* EXCERPT TO READ
Latinos Find Way Around Language Gap; Other Slights Feed Simmering Anger Among Players

By Elliott Almond and Lupe Gervas, San Jose Mercury News

August 3, 2003
Copyright © 2003 Chicago Tribune. All rights reserved. 

SAN JOSE, Calif. -- It all began with a corked bat, a baseball star and one grammatically incorrect sentence.

Now baseball finds itself confronting issues of language, ethnicity and the growing influence of Latinos on the national pastime. All because the Cubs' Sammy Sosa tried to defuse a scandal in June by telling reporters: "But when you make a mistake like that, you got to stood up and be there for it."

The fractured syntax did more than embarrass one of baseball's biggest stars. After The Associated Press quoted Sosa verbatim, it raised questions about portrayals of Latinos at a time when they fill 25 percent of major league rosters, and in a broader context, when they have become America's largest minority.

"We may be Latin, but we're not dumb," influential Red Sox star Pedro Martinez told the Boston Herald, "We see everything that happens."

For a few weeks, the players union urged those who speak English as a second language to do interviews with the AP in their native tongues. The union rescinded the advisory after Associated Press apologized to Sosa, a Dominican. Still, some players remain wary of reporters in general.

"Many times words can be misleading," said Oakland first baseman Erubiel Durazo, of Mexico. "If they want to harm you, they can."

Although America's ballfields rarely have been the setting for social discourse, sports often have been the engine for change. Jackie Robinson and Tiger Woods became symbols for minorities by stepping into white-dominated sports.

That hasn't, however, made it easier to speak out. Former A's pitching star Dave Stewart, an African-American frustrated by the lack of front-office opportunities, said minorities must tread carefully or risk being characterized as malcontents.

Most foreign-born Latinos would do nothing to jeopardize their positions after leaving poverty in their homelands to play in the major leagues. Not even the prestige of having 22 Latino All-Stars this season can ease that concern.

Major leaguers are reluctant to make a fuss over the Sosa quote, said Rafael Rigueiro, a San Jose Giants reliever who was befriended by the Latino regulars on the parent club in spring training.

"They'd rather quietly fit in," he said. "But for some, deep-down inside, they are bothered by it."

* WRITTEN REQUEST A
Repeat the article on Latino players between "Although America's ballfields" and "characterized as malcontents.", inclusive, switching "ballfields" to "stadiums".

* DATA FOR THIS TASK
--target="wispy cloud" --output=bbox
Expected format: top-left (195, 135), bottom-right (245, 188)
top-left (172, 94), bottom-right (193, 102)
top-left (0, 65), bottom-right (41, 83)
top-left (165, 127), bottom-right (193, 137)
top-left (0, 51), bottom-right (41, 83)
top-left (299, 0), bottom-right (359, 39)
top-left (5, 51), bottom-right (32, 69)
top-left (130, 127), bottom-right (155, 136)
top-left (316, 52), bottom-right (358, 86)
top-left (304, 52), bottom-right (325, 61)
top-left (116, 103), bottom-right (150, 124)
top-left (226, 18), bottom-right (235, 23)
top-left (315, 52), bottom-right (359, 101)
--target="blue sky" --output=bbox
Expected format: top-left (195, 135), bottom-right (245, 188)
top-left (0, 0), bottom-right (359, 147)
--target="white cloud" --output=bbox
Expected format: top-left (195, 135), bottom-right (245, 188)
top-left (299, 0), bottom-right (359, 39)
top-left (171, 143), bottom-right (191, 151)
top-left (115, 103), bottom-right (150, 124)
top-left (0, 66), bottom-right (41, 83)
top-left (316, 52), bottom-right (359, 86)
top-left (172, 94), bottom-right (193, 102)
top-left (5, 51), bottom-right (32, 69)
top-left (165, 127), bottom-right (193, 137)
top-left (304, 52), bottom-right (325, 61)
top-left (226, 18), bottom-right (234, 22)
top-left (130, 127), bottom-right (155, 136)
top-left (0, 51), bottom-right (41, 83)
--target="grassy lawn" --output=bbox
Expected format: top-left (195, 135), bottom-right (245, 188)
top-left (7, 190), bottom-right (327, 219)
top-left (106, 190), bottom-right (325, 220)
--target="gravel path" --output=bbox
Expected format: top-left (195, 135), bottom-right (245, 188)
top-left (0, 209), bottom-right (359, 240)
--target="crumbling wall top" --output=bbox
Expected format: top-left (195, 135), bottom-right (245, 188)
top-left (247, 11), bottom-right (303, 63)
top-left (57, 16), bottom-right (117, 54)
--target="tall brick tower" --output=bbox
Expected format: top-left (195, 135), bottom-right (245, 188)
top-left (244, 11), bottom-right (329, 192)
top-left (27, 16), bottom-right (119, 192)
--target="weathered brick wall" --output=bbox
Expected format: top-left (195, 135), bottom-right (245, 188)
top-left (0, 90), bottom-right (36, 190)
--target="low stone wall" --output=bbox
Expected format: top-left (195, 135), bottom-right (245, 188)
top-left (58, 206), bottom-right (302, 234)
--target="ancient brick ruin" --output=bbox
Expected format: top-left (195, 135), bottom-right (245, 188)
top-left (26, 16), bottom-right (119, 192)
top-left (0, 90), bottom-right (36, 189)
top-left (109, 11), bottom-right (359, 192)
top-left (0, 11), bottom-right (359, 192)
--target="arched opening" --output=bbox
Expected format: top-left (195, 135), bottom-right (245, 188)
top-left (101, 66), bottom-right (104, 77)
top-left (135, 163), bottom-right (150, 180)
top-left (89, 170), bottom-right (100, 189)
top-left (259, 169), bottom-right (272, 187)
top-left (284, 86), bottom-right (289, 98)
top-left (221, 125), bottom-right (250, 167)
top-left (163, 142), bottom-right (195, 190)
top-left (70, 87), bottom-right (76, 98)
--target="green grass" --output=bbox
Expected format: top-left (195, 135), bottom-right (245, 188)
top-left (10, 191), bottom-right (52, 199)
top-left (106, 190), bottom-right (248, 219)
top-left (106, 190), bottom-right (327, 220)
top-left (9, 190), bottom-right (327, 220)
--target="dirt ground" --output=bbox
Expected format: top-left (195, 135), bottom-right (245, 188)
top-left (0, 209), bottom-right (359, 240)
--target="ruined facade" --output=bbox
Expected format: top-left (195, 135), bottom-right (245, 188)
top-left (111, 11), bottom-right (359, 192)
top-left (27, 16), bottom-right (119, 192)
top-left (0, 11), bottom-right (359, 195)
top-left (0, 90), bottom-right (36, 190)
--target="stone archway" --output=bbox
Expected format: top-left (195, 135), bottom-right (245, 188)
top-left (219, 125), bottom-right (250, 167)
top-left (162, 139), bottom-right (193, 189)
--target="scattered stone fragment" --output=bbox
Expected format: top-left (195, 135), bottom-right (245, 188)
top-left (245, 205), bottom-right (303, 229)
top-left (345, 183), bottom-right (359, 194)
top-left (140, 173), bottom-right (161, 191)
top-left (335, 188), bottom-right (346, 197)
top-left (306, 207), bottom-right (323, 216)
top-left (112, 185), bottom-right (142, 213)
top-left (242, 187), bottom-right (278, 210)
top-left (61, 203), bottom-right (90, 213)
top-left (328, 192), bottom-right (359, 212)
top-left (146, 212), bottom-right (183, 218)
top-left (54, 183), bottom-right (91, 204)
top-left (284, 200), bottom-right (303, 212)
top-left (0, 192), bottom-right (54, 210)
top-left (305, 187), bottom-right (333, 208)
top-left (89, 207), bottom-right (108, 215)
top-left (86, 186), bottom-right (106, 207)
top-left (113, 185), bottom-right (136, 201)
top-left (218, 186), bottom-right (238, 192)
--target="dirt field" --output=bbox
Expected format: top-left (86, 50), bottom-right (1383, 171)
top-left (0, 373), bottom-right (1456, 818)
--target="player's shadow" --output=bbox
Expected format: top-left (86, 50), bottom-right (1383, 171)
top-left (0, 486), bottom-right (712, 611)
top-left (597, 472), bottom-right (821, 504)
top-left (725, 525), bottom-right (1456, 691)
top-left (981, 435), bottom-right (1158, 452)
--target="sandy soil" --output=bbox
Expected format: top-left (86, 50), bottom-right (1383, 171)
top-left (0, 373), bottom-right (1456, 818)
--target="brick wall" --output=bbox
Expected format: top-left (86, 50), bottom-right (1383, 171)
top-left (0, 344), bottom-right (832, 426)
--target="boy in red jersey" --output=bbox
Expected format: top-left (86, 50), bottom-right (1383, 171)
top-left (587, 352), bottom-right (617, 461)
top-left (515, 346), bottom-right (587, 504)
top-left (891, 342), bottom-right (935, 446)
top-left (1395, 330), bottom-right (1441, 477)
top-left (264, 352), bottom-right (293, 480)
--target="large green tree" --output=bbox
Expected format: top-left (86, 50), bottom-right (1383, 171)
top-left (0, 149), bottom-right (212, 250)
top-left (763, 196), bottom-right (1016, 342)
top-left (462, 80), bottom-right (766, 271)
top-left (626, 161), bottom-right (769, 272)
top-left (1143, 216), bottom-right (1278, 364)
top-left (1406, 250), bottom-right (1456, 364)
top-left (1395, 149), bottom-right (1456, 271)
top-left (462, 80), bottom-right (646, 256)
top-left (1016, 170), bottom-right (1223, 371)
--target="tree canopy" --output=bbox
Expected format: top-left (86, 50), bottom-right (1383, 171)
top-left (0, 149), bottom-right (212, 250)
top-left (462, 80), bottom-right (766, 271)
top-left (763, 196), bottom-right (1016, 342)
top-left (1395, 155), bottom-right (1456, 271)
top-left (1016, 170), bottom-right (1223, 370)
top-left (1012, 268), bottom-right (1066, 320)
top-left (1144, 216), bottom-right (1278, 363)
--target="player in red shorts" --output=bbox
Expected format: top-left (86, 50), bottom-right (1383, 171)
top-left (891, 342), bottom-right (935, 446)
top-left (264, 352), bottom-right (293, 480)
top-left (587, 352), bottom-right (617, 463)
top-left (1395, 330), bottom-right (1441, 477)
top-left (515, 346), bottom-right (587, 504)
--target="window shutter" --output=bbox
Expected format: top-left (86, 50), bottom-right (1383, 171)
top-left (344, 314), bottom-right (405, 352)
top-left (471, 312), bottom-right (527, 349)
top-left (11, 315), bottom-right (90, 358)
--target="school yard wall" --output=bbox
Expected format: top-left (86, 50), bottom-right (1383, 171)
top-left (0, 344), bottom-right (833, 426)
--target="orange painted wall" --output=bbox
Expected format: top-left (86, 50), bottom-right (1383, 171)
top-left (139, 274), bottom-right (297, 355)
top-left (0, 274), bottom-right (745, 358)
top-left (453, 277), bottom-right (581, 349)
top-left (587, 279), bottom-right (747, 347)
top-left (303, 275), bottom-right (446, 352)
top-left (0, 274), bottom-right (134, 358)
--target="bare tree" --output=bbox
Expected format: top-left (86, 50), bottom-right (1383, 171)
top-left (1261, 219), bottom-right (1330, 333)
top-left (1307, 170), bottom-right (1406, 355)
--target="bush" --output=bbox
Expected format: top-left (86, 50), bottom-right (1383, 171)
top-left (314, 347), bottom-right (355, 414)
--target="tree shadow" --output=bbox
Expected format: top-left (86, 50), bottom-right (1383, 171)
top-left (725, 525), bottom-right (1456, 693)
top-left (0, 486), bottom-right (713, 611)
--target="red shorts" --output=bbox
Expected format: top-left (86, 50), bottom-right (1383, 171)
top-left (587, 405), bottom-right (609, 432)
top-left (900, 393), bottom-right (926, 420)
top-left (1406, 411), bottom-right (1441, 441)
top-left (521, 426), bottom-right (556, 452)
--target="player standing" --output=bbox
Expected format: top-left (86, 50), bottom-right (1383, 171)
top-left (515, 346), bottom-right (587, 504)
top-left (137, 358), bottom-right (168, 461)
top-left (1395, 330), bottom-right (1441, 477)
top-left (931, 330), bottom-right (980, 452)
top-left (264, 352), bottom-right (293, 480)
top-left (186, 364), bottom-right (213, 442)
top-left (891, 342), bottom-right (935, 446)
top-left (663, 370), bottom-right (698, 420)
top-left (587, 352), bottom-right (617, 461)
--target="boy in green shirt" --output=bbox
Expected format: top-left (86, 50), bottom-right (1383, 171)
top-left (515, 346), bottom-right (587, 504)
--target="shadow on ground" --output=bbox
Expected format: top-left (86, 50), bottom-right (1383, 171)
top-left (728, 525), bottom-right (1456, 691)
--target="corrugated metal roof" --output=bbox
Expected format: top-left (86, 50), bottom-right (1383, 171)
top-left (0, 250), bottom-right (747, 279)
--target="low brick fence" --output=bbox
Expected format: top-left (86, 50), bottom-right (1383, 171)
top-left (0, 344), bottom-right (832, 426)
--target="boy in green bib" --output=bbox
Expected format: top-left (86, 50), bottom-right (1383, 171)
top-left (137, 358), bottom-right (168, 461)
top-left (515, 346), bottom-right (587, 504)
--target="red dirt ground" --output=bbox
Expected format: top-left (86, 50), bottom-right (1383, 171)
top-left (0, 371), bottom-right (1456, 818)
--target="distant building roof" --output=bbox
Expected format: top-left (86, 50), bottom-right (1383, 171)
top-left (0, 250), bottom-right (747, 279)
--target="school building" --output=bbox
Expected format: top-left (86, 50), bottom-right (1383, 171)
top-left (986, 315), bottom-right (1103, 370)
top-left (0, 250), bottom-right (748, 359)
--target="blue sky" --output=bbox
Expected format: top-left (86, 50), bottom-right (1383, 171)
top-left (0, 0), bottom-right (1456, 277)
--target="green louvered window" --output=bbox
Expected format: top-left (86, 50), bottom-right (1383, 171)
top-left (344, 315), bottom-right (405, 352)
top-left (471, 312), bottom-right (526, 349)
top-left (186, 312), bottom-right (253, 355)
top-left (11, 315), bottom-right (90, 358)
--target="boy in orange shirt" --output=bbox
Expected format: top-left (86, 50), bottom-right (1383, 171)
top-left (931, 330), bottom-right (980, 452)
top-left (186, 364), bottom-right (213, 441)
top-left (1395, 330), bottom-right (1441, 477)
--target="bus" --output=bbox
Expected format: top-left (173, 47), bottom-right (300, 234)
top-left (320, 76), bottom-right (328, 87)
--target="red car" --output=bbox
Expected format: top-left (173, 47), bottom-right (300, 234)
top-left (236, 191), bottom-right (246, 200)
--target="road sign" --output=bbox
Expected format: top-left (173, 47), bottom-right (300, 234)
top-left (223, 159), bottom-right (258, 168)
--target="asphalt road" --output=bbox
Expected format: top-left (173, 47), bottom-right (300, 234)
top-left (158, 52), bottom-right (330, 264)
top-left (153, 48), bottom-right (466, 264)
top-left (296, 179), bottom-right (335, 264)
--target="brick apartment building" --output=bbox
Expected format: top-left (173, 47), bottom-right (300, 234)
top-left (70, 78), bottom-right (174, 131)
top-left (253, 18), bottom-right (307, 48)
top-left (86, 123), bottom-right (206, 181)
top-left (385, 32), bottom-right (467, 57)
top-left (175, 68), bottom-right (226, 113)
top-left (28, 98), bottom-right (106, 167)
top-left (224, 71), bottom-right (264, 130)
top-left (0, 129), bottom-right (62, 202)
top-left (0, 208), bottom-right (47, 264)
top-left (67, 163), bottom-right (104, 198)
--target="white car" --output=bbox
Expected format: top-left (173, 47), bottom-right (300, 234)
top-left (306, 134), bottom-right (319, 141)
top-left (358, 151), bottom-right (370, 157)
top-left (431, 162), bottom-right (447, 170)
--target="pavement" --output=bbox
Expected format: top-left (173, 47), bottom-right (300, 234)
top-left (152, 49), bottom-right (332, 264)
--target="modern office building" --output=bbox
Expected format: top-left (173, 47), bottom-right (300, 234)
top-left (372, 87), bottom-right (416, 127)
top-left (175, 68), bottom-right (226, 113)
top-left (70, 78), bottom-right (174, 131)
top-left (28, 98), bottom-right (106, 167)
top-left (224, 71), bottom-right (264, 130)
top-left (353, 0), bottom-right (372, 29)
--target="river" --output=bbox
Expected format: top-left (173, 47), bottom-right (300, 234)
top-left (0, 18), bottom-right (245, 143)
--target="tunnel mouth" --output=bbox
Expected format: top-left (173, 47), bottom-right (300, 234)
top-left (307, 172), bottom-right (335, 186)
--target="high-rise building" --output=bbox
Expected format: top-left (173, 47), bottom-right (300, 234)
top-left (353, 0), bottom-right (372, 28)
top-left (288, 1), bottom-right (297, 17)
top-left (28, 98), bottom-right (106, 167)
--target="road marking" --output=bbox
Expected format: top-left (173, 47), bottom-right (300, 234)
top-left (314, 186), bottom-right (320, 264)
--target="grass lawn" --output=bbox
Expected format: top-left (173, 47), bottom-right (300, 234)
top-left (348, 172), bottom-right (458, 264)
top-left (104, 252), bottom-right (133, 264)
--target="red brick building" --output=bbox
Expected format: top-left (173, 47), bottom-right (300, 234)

* WRITTEN REQUEST B
Convert the entries from the first one through the line holding "top-left (0, 0), bottom-right (359, 147)", inclusive, into a two-column CSV with the headers request and answer. Give one row per entry, putting its text and its answer each in a single quoted field with line breaks turned into spaces, and include only those entries.

* TASK RESULT A
Although America's stadiums rarely have been the setting for social discourse, sports often have been the engine for change. Jackie Robinson and Tiger Woods became symbols for minorities by stepping into white-dominated sports.

That hasn't, however, made it easier to speak out. Former A's pitching star Dave Stewart, an African-American frustrated by the lack of front-office opportunities, said minorities must tread carefully or risk being characterized as malcontents.

* TASK RESULT B
request,answer
"--target=""wispy cloud"" --output=bbox Expected format: top-left (195, 135), bottom-right (245, 188)","top-left (172, 94), bottom-right (193, 102) top-left (0, 65), bottom-right (41, 83) top-left (165, 127), bottom-right (193, 137) top-left (0, 51), bottom-right (41, 83) top-left (299, 0), bottom-right (359, 39) top-left (5, 51), bottom-right (32, 69) top-left (130, 127), bottom-right (155, 136) top-left (316, 52), bottom-right (358, 86) top-left (304, 52), bottom-right (325, 61) top-left (116, 103), bottom-right (150, 124) top-left (226, 18), bottom-right (235, 23) top-left (315, 52), bottom-right (359, 101)"
"--target=""blue sky"" --output=bbox Expected format: top-left (195, 135), bottom-right (245, 188)","top-left (0, 0), bottom-right (359, 147)"